DIRECTIONS:
Below are records; quote them exactly from the first line through the line that contains "object_query: nose".

•••••

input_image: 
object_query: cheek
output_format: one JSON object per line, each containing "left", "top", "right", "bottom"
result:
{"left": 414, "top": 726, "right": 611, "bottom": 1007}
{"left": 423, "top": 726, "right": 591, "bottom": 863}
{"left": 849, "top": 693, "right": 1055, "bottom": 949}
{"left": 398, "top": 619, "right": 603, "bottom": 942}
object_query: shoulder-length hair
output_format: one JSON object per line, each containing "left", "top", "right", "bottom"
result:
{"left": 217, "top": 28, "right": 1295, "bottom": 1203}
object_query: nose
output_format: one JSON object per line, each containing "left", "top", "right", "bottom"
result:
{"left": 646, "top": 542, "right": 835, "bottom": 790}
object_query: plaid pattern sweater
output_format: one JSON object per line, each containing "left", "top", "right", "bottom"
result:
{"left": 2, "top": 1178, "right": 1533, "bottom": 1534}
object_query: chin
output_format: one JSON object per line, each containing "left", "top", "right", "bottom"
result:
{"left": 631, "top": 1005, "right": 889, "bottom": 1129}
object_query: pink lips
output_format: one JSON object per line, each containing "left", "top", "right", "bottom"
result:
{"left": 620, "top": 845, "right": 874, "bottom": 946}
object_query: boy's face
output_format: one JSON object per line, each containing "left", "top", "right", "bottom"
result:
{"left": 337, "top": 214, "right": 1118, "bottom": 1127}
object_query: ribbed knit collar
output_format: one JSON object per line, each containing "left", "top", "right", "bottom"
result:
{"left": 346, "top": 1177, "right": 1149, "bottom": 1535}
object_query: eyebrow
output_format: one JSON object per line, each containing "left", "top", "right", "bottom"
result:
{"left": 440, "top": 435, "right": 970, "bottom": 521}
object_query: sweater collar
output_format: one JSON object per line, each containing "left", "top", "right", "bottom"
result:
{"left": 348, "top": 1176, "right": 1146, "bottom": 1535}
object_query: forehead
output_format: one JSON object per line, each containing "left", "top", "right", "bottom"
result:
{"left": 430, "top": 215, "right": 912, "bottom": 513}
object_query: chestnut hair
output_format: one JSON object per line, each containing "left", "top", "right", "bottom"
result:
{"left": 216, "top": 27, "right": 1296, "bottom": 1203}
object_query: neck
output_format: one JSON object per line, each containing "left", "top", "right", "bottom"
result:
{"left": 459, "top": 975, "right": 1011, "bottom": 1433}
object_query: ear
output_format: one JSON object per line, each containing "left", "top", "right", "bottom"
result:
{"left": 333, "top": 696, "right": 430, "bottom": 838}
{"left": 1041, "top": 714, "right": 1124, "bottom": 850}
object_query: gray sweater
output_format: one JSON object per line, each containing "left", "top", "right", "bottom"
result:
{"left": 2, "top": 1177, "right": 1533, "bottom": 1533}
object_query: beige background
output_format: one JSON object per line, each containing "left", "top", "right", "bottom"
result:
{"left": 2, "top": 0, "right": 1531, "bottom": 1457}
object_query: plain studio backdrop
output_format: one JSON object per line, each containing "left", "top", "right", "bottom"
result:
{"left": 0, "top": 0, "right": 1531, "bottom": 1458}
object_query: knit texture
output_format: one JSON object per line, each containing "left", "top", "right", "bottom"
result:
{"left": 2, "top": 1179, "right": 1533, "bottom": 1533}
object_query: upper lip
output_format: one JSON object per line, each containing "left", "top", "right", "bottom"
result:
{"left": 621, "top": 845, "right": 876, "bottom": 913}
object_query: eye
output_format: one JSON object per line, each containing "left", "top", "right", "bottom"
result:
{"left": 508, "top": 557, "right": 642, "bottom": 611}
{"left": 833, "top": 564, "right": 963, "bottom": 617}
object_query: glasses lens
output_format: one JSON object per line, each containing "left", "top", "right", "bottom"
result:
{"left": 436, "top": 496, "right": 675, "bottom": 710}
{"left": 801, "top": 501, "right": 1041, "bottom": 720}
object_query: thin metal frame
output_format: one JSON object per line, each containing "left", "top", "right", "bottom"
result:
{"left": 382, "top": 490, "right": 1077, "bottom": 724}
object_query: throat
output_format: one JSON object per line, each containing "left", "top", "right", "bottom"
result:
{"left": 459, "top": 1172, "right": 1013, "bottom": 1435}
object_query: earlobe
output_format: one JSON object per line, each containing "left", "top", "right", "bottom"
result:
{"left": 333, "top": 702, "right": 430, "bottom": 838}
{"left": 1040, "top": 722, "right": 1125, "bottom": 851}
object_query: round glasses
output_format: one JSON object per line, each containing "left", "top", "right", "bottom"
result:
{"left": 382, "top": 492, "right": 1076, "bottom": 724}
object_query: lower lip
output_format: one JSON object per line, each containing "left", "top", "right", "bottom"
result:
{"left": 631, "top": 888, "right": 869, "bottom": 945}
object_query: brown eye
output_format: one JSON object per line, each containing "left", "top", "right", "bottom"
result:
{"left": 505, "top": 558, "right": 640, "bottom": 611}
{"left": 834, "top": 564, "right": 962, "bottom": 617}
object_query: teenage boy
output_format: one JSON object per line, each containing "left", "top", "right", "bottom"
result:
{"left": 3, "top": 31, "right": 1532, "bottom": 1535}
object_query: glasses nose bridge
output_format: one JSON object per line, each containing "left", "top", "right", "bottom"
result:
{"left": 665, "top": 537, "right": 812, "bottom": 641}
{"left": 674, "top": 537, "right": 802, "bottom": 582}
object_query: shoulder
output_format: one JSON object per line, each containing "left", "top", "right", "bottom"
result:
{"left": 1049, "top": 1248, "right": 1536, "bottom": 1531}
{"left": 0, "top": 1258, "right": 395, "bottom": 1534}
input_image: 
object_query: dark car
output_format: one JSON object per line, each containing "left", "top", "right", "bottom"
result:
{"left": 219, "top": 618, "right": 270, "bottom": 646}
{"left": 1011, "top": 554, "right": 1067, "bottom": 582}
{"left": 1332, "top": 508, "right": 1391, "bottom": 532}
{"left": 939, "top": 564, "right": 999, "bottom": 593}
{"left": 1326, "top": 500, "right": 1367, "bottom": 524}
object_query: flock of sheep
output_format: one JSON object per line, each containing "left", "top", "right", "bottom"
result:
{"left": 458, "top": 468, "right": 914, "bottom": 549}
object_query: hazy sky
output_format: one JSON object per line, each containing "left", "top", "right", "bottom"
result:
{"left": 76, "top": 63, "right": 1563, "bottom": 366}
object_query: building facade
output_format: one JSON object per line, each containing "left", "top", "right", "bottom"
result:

•••••

YOUR SOLUTION:
input_image: 
object_query: cheek
output_format: one JSON object per line, each containing "left", "top", "right", "bottom"
result:
{"left": 414, "top": 726, "right": 611, "bottom": 1007}
{"left": 423, "top": 726, "right": 591, "bottom": 863}
{"left": 849, "top": 693, "right": 1055, "bottom": 949}
{"left": 398, "top": 619, "right": 603, "bottom": 942}
object_query: shoulder-length hair
output_format: one JSON object per line, each containing "left", "top", "right", "bottom"
result:
{"left": 217, "top": 28, "right": 1295, "bottom": 1203}
object_query: nose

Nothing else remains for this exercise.